── RECORDS TO PROCESS
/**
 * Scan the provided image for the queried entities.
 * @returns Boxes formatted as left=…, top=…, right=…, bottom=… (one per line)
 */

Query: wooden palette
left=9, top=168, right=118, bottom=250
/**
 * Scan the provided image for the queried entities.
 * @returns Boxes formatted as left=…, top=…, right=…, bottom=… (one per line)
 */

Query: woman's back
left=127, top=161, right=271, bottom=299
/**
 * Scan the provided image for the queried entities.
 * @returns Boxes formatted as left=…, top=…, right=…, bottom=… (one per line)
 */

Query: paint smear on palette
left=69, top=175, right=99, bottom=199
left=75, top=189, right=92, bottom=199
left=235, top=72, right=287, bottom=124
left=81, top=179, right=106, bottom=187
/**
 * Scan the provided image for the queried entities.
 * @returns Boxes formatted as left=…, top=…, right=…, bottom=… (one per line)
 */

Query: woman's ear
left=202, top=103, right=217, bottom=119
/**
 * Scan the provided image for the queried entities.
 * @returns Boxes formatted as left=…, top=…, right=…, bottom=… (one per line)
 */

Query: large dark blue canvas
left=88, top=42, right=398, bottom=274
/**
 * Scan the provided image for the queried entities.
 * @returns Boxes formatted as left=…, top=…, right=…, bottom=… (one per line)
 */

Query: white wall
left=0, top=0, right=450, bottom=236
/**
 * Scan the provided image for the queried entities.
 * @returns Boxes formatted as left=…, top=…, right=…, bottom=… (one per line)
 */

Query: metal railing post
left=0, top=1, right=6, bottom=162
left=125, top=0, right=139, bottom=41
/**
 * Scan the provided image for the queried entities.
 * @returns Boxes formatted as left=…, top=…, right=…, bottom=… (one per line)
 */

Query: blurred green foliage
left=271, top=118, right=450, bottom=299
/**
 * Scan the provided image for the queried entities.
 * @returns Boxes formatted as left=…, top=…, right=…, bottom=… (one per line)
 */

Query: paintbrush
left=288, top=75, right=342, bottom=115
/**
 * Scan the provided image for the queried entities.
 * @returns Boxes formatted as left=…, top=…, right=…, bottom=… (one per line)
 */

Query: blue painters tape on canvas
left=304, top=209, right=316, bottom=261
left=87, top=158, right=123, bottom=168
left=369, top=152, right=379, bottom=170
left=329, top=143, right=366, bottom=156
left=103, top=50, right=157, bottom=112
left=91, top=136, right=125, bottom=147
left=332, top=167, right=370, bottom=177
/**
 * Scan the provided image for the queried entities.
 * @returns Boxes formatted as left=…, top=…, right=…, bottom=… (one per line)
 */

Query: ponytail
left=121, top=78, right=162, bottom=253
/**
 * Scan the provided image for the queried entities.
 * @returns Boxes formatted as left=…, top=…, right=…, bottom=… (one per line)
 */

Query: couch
────
[DIRECTIONS FOR THIS TASK] Can you copy out all of the material above, reproducing every line without any change?

[EXPECTED ANSWER]
/**
 * Scan the provided image for the queried entities.
 * @returns Boxes formatted as left=…, top=…, right=…, bottom=… (one per line)
 */

Query: wooden palette
left=9, top=168, right=118, bottom=250
/**
 * Scan the provided image for the queried entities.
 * @returns Boxes formatted as left=…, top=…, right=…, bottom=… (one per line)
 */

Query: woman's back
left=127, top=161, right=271, bottom=299
/**
 * Scan the provided image for the queried entities.
 * @returns Boxes formatted as left=…, top=…, right=…, bottom=… (one per line)
 */

Query: paint smear on palette
left=69, top=175, right=99, bottom=199
left=75, top=189, right=92, bottom=199
left=235, top=72, right=287, bottom=124
left=81, top=179, right=106, bottom=187
/**
 * Scan the provided image for the queried entities.
 * @returns Boxes formatted as left=…, top=…, right=…, bottom=… (one per line)
 */

Query: woman's ear
left=202, top=103, right=217, bottom=119
/**
 * Scan the provided image for the queried entities.
 * @returns Boxes formatted as left=…, top=…, right=…, bottom=… (one per line)
 */

Query: large dark blue canvas
left=88, top=42, right=398, bottom=274
/**
 * Scan the provided image for the queried entities.
 * @returns Boxes formatted as left=…, top=…, right=…, bottom=… (one per line)
 */

Query: white wall
left=0, top=0, right=450, bottom=236
/**
 * Scan the provided image for the queried entities.
 * @returns Boxes formatted as left=…, top=…, right=…, bottom=… (one per line)
 */

Query: metal railing post
left=0, top=1, right=6, bottom=162
left=125, top=0, right=139, bottom=41
/**
 * Scan the provided image for the queried entities.
 * @returns Boxes formatted as left=…, top=…, right=…, bottom=… (one per line)
 */

Query: blurred green foliage
left=271, top=118, right=450, bottom=299
/**
 * Scan the provided image for the queried entities.
 * @returns Boxes formatted as left=…, top=…, right=…, bottom=… (one per line)
 */

Query: paintbrush
left=288, top=75, right=342, bottom=115
/**
 * Scan the provided image for the queried entities.
 * @returns Boxes formatted as left=…, top=…, right=…, bottom=… (one per line)
 */

Query: blue painters tape on canvas
left=304, top=209, right=316, bottom=261
left=87, top=158, right=123, bottom=168
left=369, top=152, right=379, bottom=170
left=329, top=143, right=366, bottom=156
left=103, top=50, right=157, bottom=112
left=91, top=136, right=125, bottom=147
left=332, top=167, right=370, bottom=177
/**
 * Scan the provided image for the queried entities.
 * @returns Boxes formatted as left=…, top=…, right=…, bottom=… (one per line)
 */

Query: ponytail
left=121, top=78, right=162, bottom=253
/**
 * Scan the provided image for the queried entities.
 * @returns Boxes formatted as left=…, top=…, right=…, bottom=… (one per line)
 */

Query: couch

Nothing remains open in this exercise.